**STUDY TEXT**
----------
- Nishant Gokhale
Vth Year, NUJS
The concept of legal aid is much older that concept of the Indian nation. The vitality of the notion of legal aid has ensured that it survives well into the time when the idea of India has been deeply entrenched in many of the territories that it claims to encompass.
In this article, I shall examine the origins of legal aid in India and how it has evolved over the time into what it is today.
Section I: Legal Aid in Pre-Independence India
While the notion of legal aid existed for the poor in England, France and some other European countries since the 1800s, the introduction of legal aid in India is traced by scholars to the East India Company assuming control of the criminal justice administration from Mughals. The British system courts however, was alien to the Indians, and therefore, faced a severe credibility crisis when it first started. One only needs to see some of the historical cases where the lack of trust in the then alien British court-system became manifest. Due to the political turmoil surrounding the transition from the Mughals to the Company administration, there were seen a large number of political trials which many complained were heavily biased in favour of the Company. Emperor Bahadur Shah Zafar’s trial is an example of the defects of the system as his lawyer was called as a witness for the prosecution, to testify against him in the trial. Eventually found guilty and exiled, several such instances smacked of bias and eroded the already meager confidence which the Indian people reposed in this system of judicial administration.
Thus, the first demands for legal aid, or representation for clients in a court of law is believed to have arisen in order to effectively control the Indian populace by restoring their faith in the justice system.
----------
**DESCRIPTION OF THE TASK**
Copy out the passage of the legal aid article from "Thus, the first" up to and including "the justice system.", substituting "rebuilding" for "restoring".

(Stored data entries)
----------
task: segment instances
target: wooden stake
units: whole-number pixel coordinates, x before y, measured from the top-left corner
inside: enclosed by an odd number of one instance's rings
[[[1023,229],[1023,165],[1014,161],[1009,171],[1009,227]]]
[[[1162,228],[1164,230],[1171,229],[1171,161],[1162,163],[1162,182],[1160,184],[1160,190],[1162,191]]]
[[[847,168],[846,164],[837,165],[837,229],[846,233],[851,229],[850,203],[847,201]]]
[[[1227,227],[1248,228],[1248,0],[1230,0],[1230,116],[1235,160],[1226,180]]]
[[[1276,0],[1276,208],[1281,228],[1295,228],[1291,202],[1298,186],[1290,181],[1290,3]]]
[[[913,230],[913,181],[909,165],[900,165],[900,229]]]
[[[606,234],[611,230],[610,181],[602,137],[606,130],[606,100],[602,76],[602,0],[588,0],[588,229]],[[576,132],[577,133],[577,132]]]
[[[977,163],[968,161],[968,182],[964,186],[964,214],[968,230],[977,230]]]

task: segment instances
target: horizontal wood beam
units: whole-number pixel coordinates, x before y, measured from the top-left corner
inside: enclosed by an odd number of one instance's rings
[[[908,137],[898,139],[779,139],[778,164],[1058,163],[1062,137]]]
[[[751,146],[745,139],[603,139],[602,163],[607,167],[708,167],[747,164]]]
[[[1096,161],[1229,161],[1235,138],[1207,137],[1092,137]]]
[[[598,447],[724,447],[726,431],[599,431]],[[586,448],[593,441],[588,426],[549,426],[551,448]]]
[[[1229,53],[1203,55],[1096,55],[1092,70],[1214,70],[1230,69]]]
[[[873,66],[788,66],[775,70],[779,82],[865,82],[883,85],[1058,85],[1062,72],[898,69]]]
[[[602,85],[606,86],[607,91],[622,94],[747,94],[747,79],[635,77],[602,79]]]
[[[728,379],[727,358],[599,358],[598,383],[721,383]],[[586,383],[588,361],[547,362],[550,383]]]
----------
**ANSWER BOX**
Thus, the first demands for legal aid, or representation for clients in a court of law is believed to have arisen in order to effectively control the Indian populace by rebuilding their faith in the justice system.